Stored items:

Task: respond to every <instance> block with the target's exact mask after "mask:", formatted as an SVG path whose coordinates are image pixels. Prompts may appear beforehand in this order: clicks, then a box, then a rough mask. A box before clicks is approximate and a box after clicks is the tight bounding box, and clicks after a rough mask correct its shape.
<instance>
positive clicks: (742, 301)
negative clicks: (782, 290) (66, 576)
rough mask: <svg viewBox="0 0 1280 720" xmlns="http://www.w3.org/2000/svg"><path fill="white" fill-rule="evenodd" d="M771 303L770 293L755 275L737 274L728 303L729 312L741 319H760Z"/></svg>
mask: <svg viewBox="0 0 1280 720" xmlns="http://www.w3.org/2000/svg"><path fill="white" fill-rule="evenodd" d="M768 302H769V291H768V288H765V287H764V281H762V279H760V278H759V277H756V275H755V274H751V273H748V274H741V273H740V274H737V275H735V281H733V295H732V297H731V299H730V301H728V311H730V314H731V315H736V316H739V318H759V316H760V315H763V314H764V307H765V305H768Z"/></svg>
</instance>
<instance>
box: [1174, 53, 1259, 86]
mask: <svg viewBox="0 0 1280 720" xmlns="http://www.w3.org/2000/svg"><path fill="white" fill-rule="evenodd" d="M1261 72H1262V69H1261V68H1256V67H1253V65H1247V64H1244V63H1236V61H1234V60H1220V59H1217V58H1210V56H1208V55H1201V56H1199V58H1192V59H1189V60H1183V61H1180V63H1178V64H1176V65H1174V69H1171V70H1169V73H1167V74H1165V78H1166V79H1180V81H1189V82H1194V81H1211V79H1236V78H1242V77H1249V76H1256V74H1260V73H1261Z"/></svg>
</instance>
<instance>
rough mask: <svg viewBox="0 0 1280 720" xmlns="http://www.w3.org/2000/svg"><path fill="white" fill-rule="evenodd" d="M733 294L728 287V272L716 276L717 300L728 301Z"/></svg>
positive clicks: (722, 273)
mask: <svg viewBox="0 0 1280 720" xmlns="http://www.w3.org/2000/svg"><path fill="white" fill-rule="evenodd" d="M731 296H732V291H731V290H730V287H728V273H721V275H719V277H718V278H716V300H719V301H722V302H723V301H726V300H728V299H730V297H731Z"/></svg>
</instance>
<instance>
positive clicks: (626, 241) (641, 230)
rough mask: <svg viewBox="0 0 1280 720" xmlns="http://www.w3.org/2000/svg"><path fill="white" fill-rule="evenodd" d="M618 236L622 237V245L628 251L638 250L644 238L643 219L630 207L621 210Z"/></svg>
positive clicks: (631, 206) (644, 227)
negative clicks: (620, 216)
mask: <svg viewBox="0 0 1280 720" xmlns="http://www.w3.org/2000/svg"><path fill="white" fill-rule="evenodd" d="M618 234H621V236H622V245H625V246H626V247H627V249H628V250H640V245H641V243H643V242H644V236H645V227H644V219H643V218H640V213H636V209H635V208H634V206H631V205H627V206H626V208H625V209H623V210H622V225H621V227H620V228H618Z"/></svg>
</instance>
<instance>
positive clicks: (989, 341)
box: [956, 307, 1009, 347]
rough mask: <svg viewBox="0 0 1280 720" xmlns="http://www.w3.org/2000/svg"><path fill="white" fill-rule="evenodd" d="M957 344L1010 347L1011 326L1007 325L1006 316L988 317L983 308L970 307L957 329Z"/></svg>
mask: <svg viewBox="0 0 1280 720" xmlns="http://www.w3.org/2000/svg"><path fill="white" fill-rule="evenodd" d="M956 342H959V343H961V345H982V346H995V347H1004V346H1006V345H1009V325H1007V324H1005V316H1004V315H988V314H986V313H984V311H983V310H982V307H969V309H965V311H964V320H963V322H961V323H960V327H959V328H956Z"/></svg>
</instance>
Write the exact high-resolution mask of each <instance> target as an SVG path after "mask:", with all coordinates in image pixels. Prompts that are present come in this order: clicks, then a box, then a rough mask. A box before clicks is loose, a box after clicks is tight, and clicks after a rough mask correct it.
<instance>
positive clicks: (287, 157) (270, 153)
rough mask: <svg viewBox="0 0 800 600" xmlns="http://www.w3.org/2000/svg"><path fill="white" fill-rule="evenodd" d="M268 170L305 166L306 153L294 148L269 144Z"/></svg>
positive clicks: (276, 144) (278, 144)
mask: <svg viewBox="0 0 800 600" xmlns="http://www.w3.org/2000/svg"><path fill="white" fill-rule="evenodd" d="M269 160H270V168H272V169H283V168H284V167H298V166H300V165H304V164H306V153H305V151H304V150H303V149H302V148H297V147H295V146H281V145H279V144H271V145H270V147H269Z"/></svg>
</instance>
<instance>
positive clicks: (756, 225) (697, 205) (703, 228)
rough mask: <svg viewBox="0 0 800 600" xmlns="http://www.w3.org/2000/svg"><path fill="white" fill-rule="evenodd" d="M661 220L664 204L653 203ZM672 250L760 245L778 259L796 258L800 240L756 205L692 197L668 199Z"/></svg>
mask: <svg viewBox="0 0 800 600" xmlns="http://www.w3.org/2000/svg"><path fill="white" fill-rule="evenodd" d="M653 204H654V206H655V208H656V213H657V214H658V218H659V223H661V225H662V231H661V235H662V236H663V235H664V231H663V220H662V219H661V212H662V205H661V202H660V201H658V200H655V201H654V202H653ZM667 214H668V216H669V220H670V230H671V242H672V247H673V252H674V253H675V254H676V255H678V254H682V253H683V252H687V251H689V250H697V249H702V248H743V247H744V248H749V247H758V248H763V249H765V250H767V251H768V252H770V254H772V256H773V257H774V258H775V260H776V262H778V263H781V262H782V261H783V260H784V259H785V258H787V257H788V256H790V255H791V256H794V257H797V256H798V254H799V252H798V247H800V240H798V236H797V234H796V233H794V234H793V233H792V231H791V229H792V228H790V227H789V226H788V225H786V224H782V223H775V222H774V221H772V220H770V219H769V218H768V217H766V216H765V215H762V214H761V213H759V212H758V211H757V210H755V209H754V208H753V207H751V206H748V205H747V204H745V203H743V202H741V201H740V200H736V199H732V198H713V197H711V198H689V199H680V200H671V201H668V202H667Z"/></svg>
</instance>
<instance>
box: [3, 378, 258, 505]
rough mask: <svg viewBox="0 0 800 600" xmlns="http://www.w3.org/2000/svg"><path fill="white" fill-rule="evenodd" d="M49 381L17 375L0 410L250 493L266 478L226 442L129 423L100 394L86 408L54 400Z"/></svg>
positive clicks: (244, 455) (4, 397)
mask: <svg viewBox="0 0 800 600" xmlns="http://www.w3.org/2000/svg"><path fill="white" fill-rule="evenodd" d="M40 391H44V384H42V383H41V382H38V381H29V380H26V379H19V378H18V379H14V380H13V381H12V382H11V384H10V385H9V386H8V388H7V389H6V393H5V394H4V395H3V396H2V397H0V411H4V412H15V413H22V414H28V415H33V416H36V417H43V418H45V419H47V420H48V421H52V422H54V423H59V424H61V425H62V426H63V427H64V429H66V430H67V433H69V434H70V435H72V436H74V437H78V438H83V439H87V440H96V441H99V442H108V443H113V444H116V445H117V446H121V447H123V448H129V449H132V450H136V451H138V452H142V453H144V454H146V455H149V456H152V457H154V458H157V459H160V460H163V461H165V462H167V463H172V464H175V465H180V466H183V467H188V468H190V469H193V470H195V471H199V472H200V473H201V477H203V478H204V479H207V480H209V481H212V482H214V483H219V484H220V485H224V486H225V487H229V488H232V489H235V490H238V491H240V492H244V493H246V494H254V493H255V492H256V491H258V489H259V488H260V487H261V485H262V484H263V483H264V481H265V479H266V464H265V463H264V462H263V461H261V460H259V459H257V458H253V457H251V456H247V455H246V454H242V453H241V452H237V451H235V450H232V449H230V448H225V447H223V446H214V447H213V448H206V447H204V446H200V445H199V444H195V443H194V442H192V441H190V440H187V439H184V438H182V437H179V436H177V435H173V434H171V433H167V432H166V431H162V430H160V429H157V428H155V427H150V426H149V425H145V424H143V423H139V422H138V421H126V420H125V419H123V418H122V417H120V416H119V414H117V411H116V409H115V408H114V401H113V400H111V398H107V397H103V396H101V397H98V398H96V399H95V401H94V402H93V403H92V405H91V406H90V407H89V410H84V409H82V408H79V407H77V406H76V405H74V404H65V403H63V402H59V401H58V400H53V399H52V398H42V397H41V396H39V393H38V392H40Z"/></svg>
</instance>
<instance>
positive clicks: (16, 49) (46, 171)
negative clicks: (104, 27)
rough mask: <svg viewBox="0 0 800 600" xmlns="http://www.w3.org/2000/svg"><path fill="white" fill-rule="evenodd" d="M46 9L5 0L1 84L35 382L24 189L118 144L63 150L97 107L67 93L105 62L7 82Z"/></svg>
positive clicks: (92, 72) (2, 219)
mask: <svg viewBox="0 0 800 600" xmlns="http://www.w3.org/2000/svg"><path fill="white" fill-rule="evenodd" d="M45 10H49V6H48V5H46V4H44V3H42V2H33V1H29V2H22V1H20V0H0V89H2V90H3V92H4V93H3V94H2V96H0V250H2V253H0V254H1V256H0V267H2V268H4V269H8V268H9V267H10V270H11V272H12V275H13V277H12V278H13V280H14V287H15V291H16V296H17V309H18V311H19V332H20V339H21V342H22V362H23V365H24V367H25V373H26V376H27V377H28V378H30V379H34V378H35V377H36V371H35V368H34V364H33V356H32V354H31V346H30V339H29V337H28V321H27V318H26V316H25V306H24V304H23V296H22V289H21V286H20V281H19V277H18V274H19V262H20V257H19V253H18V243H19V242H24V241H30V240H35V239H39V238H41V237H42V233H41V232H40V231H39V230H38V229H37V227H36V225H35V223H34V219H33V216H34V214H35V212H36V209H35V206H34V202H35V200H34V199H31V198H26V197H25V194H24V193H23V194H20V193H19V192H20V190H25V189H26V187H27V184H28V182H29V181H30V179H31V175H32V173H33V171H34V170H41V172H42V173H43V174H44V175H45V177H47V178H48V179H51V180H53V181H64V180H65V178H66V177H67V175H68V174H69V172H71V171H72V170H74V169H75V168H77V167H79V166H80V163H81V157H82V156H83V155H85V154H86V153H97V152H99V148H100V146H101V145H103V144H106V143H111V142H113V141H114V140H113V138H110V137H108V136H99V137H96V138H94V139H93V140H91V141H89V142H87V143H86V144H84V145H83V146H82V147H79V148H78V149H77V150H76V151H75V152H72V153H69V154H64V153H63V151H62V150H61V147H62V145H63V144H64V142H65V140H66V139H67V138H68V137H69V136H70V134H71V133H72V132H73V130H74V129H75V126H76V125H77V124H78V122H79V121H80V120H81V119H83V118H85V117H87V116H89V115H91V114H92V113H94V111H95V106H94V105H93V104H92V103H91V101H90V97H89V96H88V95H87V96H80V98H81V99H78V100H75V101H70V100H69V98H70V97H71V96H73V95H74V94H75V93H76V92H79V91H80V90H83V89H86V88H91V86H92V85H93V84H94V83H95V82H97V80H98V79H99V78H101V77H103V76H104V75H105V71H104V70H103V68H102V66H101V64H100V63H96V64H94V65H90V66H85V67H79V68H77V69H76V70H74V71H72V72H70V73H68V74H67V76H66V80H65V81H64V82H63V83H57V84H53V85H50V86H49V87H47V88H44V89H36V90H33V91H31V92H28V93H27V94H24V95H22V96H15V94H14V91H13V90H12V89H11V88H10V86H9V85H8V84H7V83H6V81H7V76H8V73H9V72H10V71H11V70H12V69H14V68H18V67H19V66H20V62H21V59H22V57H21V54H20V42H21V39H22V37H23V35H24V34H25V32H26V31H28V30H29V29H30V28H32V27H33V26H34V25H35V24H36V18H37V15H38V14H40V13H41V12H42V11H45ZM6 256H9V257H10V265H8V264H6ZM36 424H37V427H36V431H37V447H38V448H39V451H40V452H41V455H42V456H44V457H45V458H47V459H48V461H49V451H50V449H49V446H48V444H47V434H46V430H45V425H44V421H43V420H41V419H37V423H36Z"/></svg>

WHAT THIS TASK INVOLVES:
All lines from the beginning of the entries through the line marked "negative clicks: (782, 290) (66, 576)" are to be output exactly; nothing else belongs in the answer.

WRITTEN REPLY:
Task: respond to every <instance> block with the target's exact mask after "mask:", formatted as an SVG path whose coordinates are image pixels. Prompts may appear beforehand in this order: clicks, then a box, then a rough mask. A box before clicks is approximate and a box after clicks is the tight bounding box, and clicks after a rough mask correct its shape.
<instance>
positive clicks: (742, 301)
negative clicks: (782, 290) (66, 576)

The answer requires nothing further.